• **AIM OF THE EXERCISE**
In the PyTorch build comparison below, which build option does the poster say the pip-installed v2.5.1 is missing?

• **DOCUMENT SECTION**
I compared the build options between v2.4.1 (installed via conda) and v2.5.1 (installed via pip), it seems the latter is missing this one PERF_WITH_AVX512=1

v2.4.1 installed via conda
PyTorch built with:

  • GCC 9.3
  • C++ Version: 201703
  • Intel(R) oneAPI Math Kernel Library Version 2023.1-Product Build 20230303 for Intel(R) 64 architecture applications
  • Intel(R) MKL-DNN v3.4.2 (Git Hash 1137e04ec0b5251ca2b4400a4fd3c667ce843d67)
  • OpenMP 201511 (a.k.a. OpenMP 4.5)
  • LAPACK is enabled (usually provided by MKL)
  • NNPACK is enabled
  • CPU capability usage: AVX512
  • CUDA Runtime 12.4
  • NVCC architecture flags: -gencode;arch=compute_50,code=sm_50;-gencode;arch=compute_60,code=sm_60;-gencode;arch=compute_61,code=sm_61;-gencode;arch=compute_70,code=sm_70;-gencode;arch=compute_75,code=sm_75;-gencode;arch=compute_80,code=sm_80;-gencode;arch=compute_86,code=sm_86;-gencode;arch=compute_90,code=sm_90
  • CuDNN 90.1
  • Magma 2.6.1
  • Build settings: BLAS_INFO=mkl, BUILD_TYPE=Release, CUDA_VERSION=12.4, CUDNN_VERSION=9.1.0, CXX_COMPILER=/opt/rh/devtoolset-9/root/usr/bin/c++, CXX_FLAGS= -D_GLIBCXX_USE_CXX11_ABI=0 -fabi-version=11 -fvisibility-inlines-hidden -DUSE_PTHREADPOOL -DNDEBUG -DUSE_KINETO -DLIBKINETO_NOROCTRACER -DUSE_FBGEMM -DUSE_PYTORCH_QNNPACK -DUSE_XNNPACK -DSYMBOLICATE_MOBILE_DEBUG_HANDLE -O2 -fPIC -Wall -Wextra -Werror=return-type -Werror=non-virtual-dtor -Werror=bool-operation -Wnarrowing -Wno-missing-field-initializers -Wno-type-limits -Wno-array-bounds -Wno-unknown-pragmas -Wno-unused-parameter -Wno-unused-function -Wno-unused-result -Wno-strict-overflow -Wno-strict-aliasing -Wno-stringop-overflow -Wsuggest-override -Wno-psabi -Wno-error=pedantic -Wno-error=old-style-cast -Wno-missing-braces -fdiagnostics-color=always -faligned-new -Wno-unused-but-set-variable -Wno-maybe-uninitialized -fno-math-errno -fno-trapping-math -Werror=format -Wno-stringop-overflow, LAPACK_INFO=mkl, PERF_WITH_AVX=1, PERF_WITH_AVX2=1, PERF_WITH_AVX512=1, TORCH_VERSION=2.4.1, USE_CUDA=ON, USE_CUDNN=ON, USE_CUSPARSELT=1, USE_EXCEPTION_PTR=1, USE_GFLAGS=OFF, USE_GLOG=OFF, USE_GLOO=ON, USE_MKL=ON, USE_MKLDNN=ON, USE_MPI=OFF, USE_NCCL=ON, USE_NNPACK=ON, USE_OPENMP=ON, USE_ROCM=OFF, USE_ROCM_KERNEL_ASSERT=OFF,

v2.5.1 installed via pip
PyTorch built with:

  • GCC 9.3
  • C++ Version: 201703
  • Intel(R) oneAPI Math Kernel Library Version 2024.2-Product Build 20240605 for Intel(R) 64 architecture applications
  • Intel(R) MKL-DNN v3.5.3 (Git Hash 66f0cb9eb66affd2da3bf5f8d897376f04aae6af)

• **DATASET ROWS**
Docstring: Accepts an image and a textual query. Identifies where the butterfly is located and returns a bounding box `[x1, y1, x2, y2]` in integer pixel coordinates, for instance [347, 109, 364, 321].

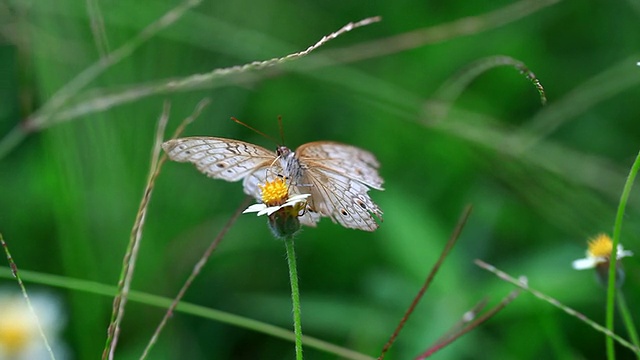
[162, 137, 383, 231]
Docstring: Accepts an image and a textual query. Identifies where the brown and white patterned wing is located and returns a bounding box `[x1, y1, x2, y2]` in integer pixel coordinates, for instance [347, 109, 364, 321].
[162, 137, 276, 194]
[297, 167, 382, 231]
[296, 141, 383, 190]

==

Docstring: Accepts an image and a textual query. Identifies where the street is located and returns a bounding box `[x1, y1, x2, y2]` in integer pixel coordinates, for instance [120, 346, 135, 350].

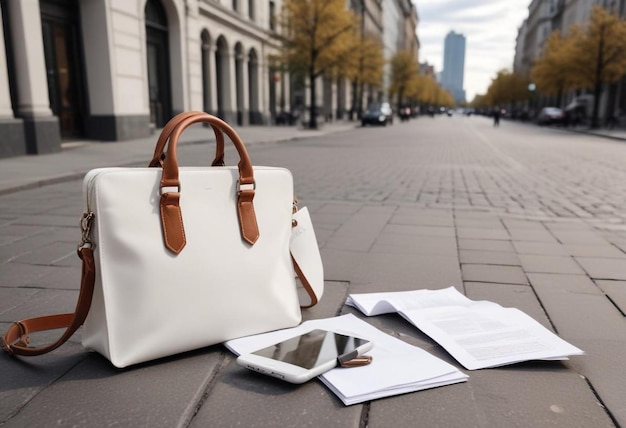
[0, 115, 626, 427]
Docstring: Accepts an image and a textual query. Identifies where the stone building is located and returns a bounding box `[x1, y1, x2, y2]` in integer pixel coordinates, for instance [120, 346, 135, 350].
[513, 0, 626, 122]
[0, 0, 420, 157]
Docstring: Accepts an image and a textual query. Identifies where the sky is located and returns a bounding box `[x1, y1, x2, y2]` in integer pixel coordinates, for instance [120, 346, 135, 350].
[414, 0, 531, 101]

• **FINISHED ANSWER**
PERF_WITH_AVX512=1